> Problems to work on
1) Decide whether each statement below agrees with the American Utopia review, answering yes or no and quoting the deciding words from the review. (a) The film premiered at TIFF and is set to come to HBO in October. (b) The cameras can be seen in the wide shots. (c) Byrne performs with 11 musicians in gray suits and pale blue shirts.
2) According to the American Utopia review, in which theater was the performance filmed?
3) Reproduce the American Utopia review word for word, from "The idea of" to "carry with them.".

> Text shown

--------------------------------

“David Byrne’s American Utopia” is the third music-oriented film in the last 10 years to serve as the opening-night attraction at the Toronto International Film Festival, after “Once Were Brothers: Robbie Robertson and the Band” last year and U2’s “From the Sky Down” in 2011. But it’s the first that you could say is just a concert movie.
Then again, the word just really has no part in any discussion of the work of Byrne or of director Spike Lee, who turned the former Talking Heads front man’s Broadway show into a film that premiered at the slimmed-down TIFF on Thursday, and will come to HBO in October. In the strictest sense, “American Utopia” is just a filmed performance, but so was “Hamilton” and “Springsteen on Broadway” and “Stop Making Sense,” the 1984 Talking Heads film by Jonathan Demme that is widely considered one of the great concert films, and the great rock ‘n’ roll films, of all time.
“Stop Making Sense” sets a very high standard for “American Utopia,” but the new film is after something very different – a performance that illustrates David Byrne’s concept of home, perhaps, which with the eager collaboration of his director turns into a portrait of America at a time when the very idea of home seems hard to hang onto. Like all of Byrne’s work, it is sly performance art masquerading as rock ‘n’ roll, or maybe it’s sly rock ‘n’ roll masquerading as performance art; definitions are elusive but the impact is both cerebral and visceral, just the way Byrne likes it.
Cinematographer Ellen Kuras’ cameras, in a remarkable bit of cinematic sleight of hand (or intricate choreography), seem to be everywhere but are never visible. The performance was filmed at the Hudson Theatre, on a bare, square stage draped with curtains made of thin strands of chain, and the cameras are in the midst of the performers, on all sides of the stage, in the front of the audience and the back of the house and high overhead the stage looking straight down – and yet every time we move to a wide shot, there’s not a camera to be seen.
The idea of the show, Byrne says at one point, is to eliminate everything from the stage except what we want to look at most, which is people. So Byrne and his 11 musicians, all dressed in gray suits and pale blue shirts, and all barefoot (or in some cases, wearing sheer or flesh-colored socks), have the stage to themselves. And they carry their instruments, which means that instead of a drummer sitting down at a full kit, the show includes four or five or six percussionists all simultaneously playing parts of a drum kit that they can carry with them.
Like “Stop Making Sense,” it starts out simply and builds from there. It’s Byrne sitting at a table by himself, looking at a plastic model of a brain, then Byrne accompanied by two singers and dancers, then Byrne with more and more musicians.

--------------------------------

> Dataset content
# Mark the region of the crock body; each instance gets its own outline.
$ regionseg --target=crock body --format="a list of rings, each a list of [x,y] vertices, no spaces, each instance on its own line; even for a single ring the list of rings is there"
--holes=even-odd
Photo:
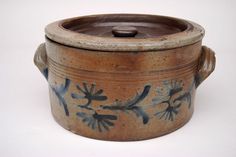
[[[89,51],[46,42],[52,113],[64,128],[104,140],[172,132],[193,113],[201,42],[163,51]]]
[[[93,43],[89,36],[77,42],[71,32],[57,42],[46,37],[34,61],[49,83],[54,119],[73,133],[115,141],[150,139],[183,126],[193,114],[196,88],[215,67],[200,27],[195,34],[190,28],[148,42],[99,37]]]

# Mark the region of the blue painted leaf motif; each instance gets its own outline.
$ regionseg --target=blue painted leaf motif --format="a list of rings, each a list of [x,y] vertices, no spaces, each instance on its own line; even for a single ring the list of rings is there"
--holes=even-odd
[[[117,120],[115,115],[98,114],[96,111],[93,114],[77,112],[77,116],[82,118],[82,121],[86,123],[88,127],[93,130],[98,130],[99,132],[109,131],[109,128],[114,126],[112,121]]]
[[[92,110],[91,104],[93,101],[104,101],[107,100],[107,96],[102,95],[103,90],[99,89],[96,91],[96,85],[91,84],[90,89],[88,89],[88,85],[86,83],[83,83],[83,88],[80,87],[78,84],[77,89],[79,90],[80,94],[72,93],[71,97],[73,99],[87,99],[87,103],[83,105],[78,105],[81,108],[86,108],[88,110]]]
[[[147,124],[149,121],[149,116],[138,104],[144,100],[148,95],[151,86],[146,85],[141,94],[137,94],[132,100],[121,102],[116,101],[114,104],[109,106],[101,106],[103,109],[112,110],[112,111],[123,111],[123,112],[133,112],[137,117],[142,117],[143,124]]]
[[[153,105],[166,105],[166,108],[157,112],[155,115],[160,119],[173,121],[179,113],[180,107],[184,101],[187,101],[188,108],[191,107],[191,90],[183,91],[183,82],[177,80],[164,81],[162,87],[157,88],[157,97],[153,101]]]
[[[55,95],[57,96],[58,100],[59,100],[59,104],[62,105],[64,107],[64,111],[66,116],[69,116],[69,110],[67,107],[67,103],[64,99],[64,96],[66,94],[66,92],[68,91],[70,85],[70,80],[69,79],[65,79],[65,84],[60,85],[60,86],[50,86],[52,91],[55,93]]]

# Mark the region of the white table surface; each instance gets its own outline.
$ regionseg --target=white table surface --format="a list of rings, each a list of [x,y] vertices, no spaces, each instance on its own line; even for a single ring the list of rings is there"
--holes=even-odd
[[[0,157],[236,156],[236,1],[1,0]],[[214,73],[198,88],[191,121],[174,133],[139,142],[106,142],[66,131],[50,113],[47,82],[33,64],[46,24],[97,13],[181,17],[206,29]]]

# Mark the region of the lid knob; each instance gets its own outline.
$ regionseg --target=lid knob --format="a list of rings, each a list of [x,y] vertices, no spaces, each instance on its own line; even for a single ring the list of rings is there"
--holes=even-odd
[[[112,34],[115,37],[134,37],[137,33],[138,30],[131,26],[115,26],[112,28]]]

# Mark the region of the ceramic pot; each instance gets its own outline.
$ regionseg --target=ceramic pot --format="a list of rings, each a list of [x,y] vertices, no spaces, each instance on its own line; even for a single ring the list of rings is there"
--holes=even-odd
[[[34,61],[54,119],[73,133],[129,141],[161,136],[193,114],[196,88],[215,67],[204,29],[165,16],[106,14],[46,26]]]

--------------------------------

> Complete answers
1)
(a) Yes: "premiered at the slimmed-down TIFF on Thursday, and will come to HBO in October"
(b) No: "every time we move to a wide shot, there’s not a camera to be seen"
(c) Yes: "his 11 musicians, all dressed in gray suits and pale blue shirts"

2) It was filmed at the Hudson Theatre.

3)
The idea of the show, Byrne says at one point, is to eliminate everything from the stage except what we want to look at most, which is people. So Byrne and his 11 musicians, all dressed in gray suits and pale blue shirts, and all barefoot (or in some cases, wearing sheer or flesh-colored socks), have the stage to themselves. And they carry their instruments, which means that instead of a drummer sitting down at a full kit, the show includes four or five or six percussionists all simultaneously playing parts of a drum kit that they can carry with them.